◆ Extract to read ◆
● ● ● ● ●

# New look for a revolver this time.



## JLowe69 (Nov 30, 2011)

Well, I got around to making another set of grips. I had considered dyeing the wood darker, but instead I just went with the natural look of oak and tongue oil again. Here are the before and after pics. Any tips as too how I could make 'em better would be appreciated.
















Don, I used your tip on only rubbing in one direction on the final coat this time and it saved me a buffing wheel. Thanks.


----------



## prairiewolf (Feb 19, 2012)

Very nice ! what cal ?


----------



## sneakygroundbuzzard (Nov 1, 2012)

very nice

amazing how wood grips give that single action the classic western look


----------



## JLowe69 (Nov 30, 2011)

Thanks guys. Pw, its a Tanfuglio (sp) with .22 mag and .22 lr cylinders. It's an heirloom so I hesitated to change anything, but I'm betting uncle Morris would like it better this way too.

Stonegod, it is surprising how much of a change the wood makes, I need to try with some nicer wood now.

Sneaky, yep, speaking of western at least now it don't look like one of my old cap guns, from my cowboys and indian days. Thats what it reminded me of before both in looks and feel. lol


----------



## 220swift (Mar 2, 2011)

very nicely done and it does give it a better western look, great work!


----------



## yotemanjames (May 7, 2013)

Both of those grips are very slick looking! I'm taking liking to that wooden oak grip tho!


----------



## sneakygroundbuzzard (Nov 1, 2012)

youve got me motivated to make the grips for my older(ive had this gun for over 20 yrs now) .45 acp that i have been wanting to do

once i get the time im gonna dig out the piece of moose horn i have been saving and get them made

i hope they turn out as nice as yours have


----------



## hassell (Feb 9, 2010)

Looks really nice, thanks for sharing.


----------



## JLowe69 (Nov 30, 2011)

Thanks 220, yoteman, and hassell. Sneaky, I can't wait to see the moose grips. What would you use to shape them? I'm pretty limited on tools right now. The rough cuts I do with a skill saw, then I shape with a rasp, then I clean up the gouges with a dremmel tool with a sanding wheel on it before switching to sandpaper wrapped around a carpenter pencil for a sanding block. I do at least have an old drill press for getting the holes square, the rest is all a matter of take a bit off see if it fits, repeat as necessary, each time hoping I didn't just take too much. lol


----------



## Rick Howard (Feb 25, 2012)

● ● ● ● ●

◆ Requirements ◆
1. From the revolver grips thread, list every tool or tool setup JLowe69 names for making the grips.
2. Write the next part of the revolver grips thread, beginning with the post from Rick Howard.

◆ Extracted information ◆
● ● ● ● ●

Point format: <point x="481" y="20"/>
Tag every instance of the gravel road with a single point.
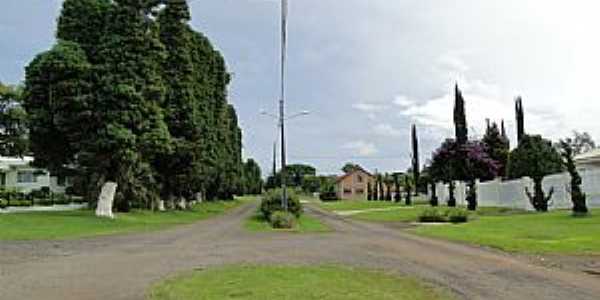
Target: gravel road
<point x="123" y="267"/>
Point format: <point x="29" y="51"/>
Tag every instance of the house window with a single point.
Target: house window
<point x="25" y="177"/>
<point x="61" y="181"/>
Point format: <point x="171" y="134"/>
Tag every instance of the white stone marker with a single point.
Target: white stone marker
<point x="106" y="199"/>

● ● ● ● ●

◆ Answer list ◆
1.
- skill saw
- rasp
- dremmel tool with a sanding wheel
- sandpaper wrapped around a carpenter pencil
- drill press

2.
Nice. Good choice on no die. Natural colors are nicer to me.


----------



## Jonbnks (Jan 21, 2012)

You might not have many tools, but you sure have skills. Amazing how the nice wood changes the look of the gun and makes it so very nice.


----------



## JLowe69 (Nov 30, 2011)

Thanks itsDirty and Jonbnks. Jon, when I start to get frustrated I just think of some of the stuff I've seen carved and/or shaped with much less for tools, take a few deep breaths, and try and figure out "how", while I have another beer. lol


----------



## jswift (Dec 24, 2012)

Very nice. Wood grips look awesome.


----------



## JLowe69 (Nov 30, 2011)

Thanks jswift.


----------



## azpredatorhunter (Jul 24, 2012)

Jeff, nice job. It takes years to learn how to carve wood, my dad carved duck decoys with the same tools as you. A Foredom with the right bits will speed up the process...


----------



## youngdon (Mar 10, 2010)

Nice work Jeff. It sure dresses it up nice.


----------



## JLowe69 (Nov 30, 2011)

Thanks Eric, and whats a Foredom?

Thanks Don.

Just to put this out there, I want/need more experience with this to the extent of being willing to make someone, well, actually more like a few someone's grips in exchange for them providing three times the wood needed. That way if I need the extra for a second, or even yikes third try its there and if not I have some wood for myself. Oh, that and you would have to pass my info on to folks that like 'em. lol They may not be perfect, but will be at least as good as the two sets I've posted. Any interest?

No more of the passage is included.